▶ [CHALLENGE] Give every entry again, word for word.

· · · ·

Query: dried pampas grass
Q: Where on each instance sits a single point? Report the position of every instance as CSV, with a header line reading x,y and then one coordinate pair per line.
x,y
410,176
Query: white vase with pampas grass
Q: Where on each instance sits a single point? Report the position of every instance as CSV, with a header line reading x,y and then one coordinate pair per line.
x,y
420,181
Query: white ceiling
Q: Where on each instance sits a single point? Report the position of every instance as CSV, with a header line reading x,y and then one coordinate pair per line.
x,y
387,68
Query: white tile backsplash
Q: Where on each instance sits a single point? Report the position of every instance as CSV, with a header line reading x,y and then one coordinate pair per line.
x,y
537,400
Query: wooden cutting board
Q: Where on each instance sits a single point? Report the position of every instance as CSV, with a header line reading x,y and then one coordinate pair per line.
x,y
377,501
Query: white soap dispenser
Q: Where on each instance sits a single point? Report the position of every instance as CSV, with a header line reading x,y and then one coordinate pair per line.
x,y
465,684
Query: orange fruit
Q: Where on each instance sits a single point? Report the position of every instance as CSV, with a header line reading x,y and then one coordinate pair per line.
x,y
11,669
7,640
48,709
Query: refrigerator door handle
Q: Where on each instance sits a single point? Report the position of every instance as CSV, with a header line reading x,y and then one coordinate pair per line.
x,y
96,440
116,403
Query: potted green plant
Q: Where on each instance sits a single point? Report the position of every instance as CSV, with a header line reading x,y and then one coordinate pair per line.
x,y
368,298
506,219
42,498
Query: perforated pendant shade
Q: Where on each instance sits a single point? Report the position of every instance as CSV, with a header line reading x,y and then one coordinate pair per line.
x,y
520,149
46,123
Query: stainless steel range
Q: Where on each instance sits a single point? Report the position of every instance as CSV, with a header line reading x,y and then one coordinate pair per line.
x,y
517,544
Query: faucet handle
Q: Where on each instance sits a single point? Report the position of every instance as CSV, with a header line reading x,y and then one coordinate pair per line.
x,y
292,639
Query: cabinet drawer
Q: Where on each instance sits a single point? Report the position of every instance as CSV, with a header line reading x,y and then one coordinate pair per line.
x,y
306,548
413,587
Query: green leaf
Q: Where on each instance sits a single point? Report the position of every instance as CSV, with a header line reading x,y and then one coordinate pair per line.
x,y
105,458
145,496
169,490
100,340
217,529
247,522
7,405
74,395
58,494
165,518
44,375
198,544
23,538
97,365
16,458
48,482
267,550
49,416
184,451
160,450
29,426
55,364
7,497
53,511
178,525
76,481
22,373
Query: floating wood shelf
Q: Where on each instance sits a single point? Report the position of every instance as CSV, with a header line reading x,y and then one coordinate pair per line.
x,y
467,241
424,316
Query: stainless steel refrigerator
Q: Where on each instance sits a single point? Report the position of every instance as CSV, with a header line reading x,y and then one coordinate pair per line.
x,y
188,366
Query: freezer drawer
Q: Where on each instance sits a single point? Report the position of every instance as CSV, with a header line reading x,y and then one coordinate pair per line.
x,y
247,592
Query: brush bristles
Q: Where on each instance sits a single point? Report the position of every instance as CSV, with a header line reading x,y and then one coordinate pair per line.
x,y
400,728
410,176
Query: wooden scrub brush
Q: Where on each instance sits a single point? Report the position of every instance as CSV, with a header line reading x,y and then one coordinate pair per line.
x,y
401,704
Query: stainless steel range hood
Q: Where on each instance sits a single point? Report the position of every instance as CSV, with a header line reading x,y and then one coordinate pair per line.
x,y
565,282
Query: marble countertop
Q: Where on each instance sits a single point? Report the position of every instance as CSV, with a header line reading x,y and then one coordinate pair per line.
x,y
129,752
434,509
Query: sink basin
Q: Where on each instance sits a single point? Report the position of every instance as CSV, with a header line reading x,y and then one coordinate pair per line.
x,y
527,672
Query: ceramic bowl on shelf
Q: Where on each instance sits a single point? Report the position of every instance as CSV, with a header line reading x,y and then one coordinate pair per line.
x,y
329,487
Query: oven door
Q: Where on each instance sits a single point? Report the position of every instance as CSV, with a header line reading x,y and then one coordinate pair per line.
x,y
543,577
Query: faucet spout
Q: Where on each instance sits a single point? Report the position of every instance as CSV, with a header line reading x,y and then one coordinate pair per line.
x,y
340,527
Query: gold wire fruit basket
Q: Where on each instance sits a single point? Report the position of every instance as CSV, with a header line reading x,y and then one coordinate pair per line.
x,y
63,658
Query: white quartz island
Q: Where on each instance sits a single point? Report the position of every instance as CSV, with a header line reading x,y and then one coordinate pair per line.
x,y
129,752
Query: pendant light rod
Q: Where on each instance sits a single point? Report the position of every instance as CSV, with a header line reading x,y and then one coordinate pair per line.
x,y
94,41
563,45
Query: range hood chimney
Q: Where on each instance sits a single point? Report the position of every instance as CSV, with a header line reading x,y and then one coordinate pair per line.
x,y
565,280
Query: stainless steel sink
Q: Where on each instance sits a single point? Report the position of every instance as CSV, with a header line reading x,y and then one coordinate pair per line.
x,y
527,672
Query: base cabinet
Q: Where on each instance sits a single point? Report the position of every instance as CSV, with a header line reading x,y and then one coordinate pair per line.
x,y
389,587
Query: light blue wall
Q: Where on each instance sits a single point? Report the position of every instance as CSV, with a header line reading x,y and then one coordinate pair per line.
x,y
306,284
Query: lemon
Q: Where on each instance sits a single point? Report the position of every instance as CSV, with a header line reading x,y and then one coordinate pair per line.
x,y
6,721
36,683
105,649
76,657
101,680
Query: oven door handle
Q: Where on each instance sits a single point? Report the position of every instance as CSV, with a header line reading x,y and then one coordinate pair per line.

· · · ·

▶ [RESPONSE BELOW]
Query: dried pampas grass
Q: Where on each instance sits a single point? Report the position of every instance as CSV, with a header line reading x,y and then one coordinate pair per line.
x,y
410,176
Query: white vase with pampas grass
Q: Where on each instance sits a single point? Report the position of every instance as CSV, with a header line reading x,y and then one coordinate pair per line.
x,y
420,181
Query: white ceiling
Q: Where on each instance sits a single point? Report the position of every instance as CSV, with a header line reading x,y and then one coordinate pair per line.
x,y
387,68
Query: white tile backsplash
Q: Where on each instance sits a single point? Report the position of every instance as CSV, with a header line reading x,y and then one coordinate pair per line.
x,y
537,400
Query: wooden cutting board
Q: Where on each instance sits a single point? Report the position of every instance as CSV, with a header line reading x,y and then one coordinate pair per line.
x,y
377,501
Query: white soap dispenser
Q: Where on each instance sits a single point? Report the position of every instance as CSV, with a header line reading x,y and then one coordinate pair per line.
x,y
465,684
Query: orange fruit
Q: Where on each instance sits a single point? Report the position of every instance as CSV, with a header line reading x,y and then one coordinate pair per line.
x,y
11,669
7,640
48,709
Query: refrigerator door handle
Q: Where on each instance sits a single point? Report the position of every instance as CSV, with a header line reading x,y and then one coordinate pair per line.
x,y
96,440
116,403
Query: potted green plant
Q: Where on each instance sits a single point? Report the position of every instance as CSV, with a header line reading x,y and then one coordinate pair per line.
x,y
368,298
506,219
42,498
Query: perforated pendant shade
Q: Where on each instance sits a single point? Report the position of every instance as CSV, with a header line reading x,y and then one coordinate pair per line.
x,y
520,149
46,123
Query: stainless steel range
Q: Where on each instance sits a single point? Report the position of every instance as CSV, with a header line reading x,y and then one coordinate pair per line.
x,y
517,544
Query: faucet handle
Q: Where on each instance sits a single point? Report the position of every instance as CSV, with a header line reading x,y and then one coordinate pair per line.
x,y
292,639
Query: cabinet drawer
Q: Where on each instance sits a single point? Report the position of every instance as CSV, with a header line reading x,y and then one coordinate pair per line.
x,y
306,548
413,587
Query: green leaf
Q: Where on each instance sits a single point? Report the position of every instance as CSV, with a header line reading x,y and then one coordinate pair per line.
x,y
105,458
145,496
169,490
100,340
217,529
247,522
7,405
74,395
58,494
165,518
44,375
198,544
23,538
97,365
16,458
48,482
267,550
49,416
184,451
160,450
29,426
55,364
7,497
53,511
178,525
76,481
22,373
Query: floating wood shelf
Q: Where on each instance sits a single point? Report the position of every instance as CSV, with a header line reading x,y and then one coordinate pair per line.
x,y
467,241
424,316
Query: stainless steel refrigerator
Q: Where on each instance sits a single point? Report the position of every instance as CSV, with a header line reading x,y and then one coordinate pair per line.
x,y
188,366
Query: freezer drawer
Q: Where on each instance sits a single point? Report the position of every instance as CSV, with a header line reading x,y and then one coordinate pair per line.
x,y
247,592
Query: brush bristles
Q: Where on each instance sits a single point? Report the position of every instance as CSV, with a header line reading x,y and then one coordinate pair per line.
x,y
400,728
410,176
Query: wooden scrub brush
Q: Where on each instance sits a single point? Report the position of every instance as CSV, with a header line reading x,y and then one coordinate pair per line.
x,y
401,704
Query: stainless steel range hood
Q: Where on each instance sits a single point? Report the position of every instance as CSV, with a header line reading x,y and then one coordinate pair per line.
x,y
565,282
Query: marble countertop
Q: Where on each instance sits a single point? Report the position of every instance as CSV, with a header line reading x,y and then one coordinate pair per line.
x,y
129,752
434,509
Query: sink basin
Q: Where on each instance sits a single point? Report the position of every instance as CSV, with a header line reading x,y and then one coordinate pair per line.
x,y
527,672
Query: ceramic bowl on shelf
Q: Where on each instance sits a single point? Report the position of every instance as CSV, with a header line reading x,y and then one coordinate pair per line.
x,y
329,487
Query: oven door
Q: Where on each instance sits a single point? Report the position of every instance as CSV, with a header line reading x,y and then one coordinate pair per line.
x,y
543,577
Query: faucet spout
Q: Where on each instance sits a single point? Report the position of every instance as CSV, with a header line reading x,y and then one coordinate pair per line.
x,y
340,527
Query: gold wire fruit basket
Q: Where on each instance sits a single point? Report the position of every instance as CSV, with a header line reading x,y and then one coordinate pair per line.
x,y
63,658
Query: white quartz island
Q: Where on each instance sits a single point? Report the position of every instance as CSV, with a header line reading x,y and then one coordinate pair per line.
x,y
129,752
Query: pendant light rod
Q: Where on each instance sits a single point? Report the position of every instance as CSV, with a header line reading x,y and then one coordinate pair per line.
x,y
94,41
563,45
Query: range hood chimney
Q: Where on each instance sits a single point? Report the position of every instance as CSV, with a header line reading x,y and then one coordinate pair per line.
x,y
565,280
Query: stainless steel sink
Q: Where on each instance sits a single point? Report the position of every instance as CSV, with a header line reading x,y and then one coordinate pair per line.
x,y
527,672
Query: base cabinet
Q: Where on each instance sits a single point? Report the position of every instance as CSV, with a header line reading x,y and then one coordinate pair per line.
x,y
389,587
Query: light blue wall
Q: Where on each instance sits a single point? Report the position of every instance as CSV, with a header line reading x,y and then one coordinate pair per line.
x,y
306,284
Query: lemon
Q: Where on each instance sits a single point? Report the position of every instance as CSV, with a header line reading x,y and then one coordinate pair per line.
x,y
6,721
36,683
105,649
76,657
101,680
Query: oven door handle
Q: Where on each instance sits a single point? Report the position of every instance as CSV, with a header line reading x,y and then one coordinate pair per line.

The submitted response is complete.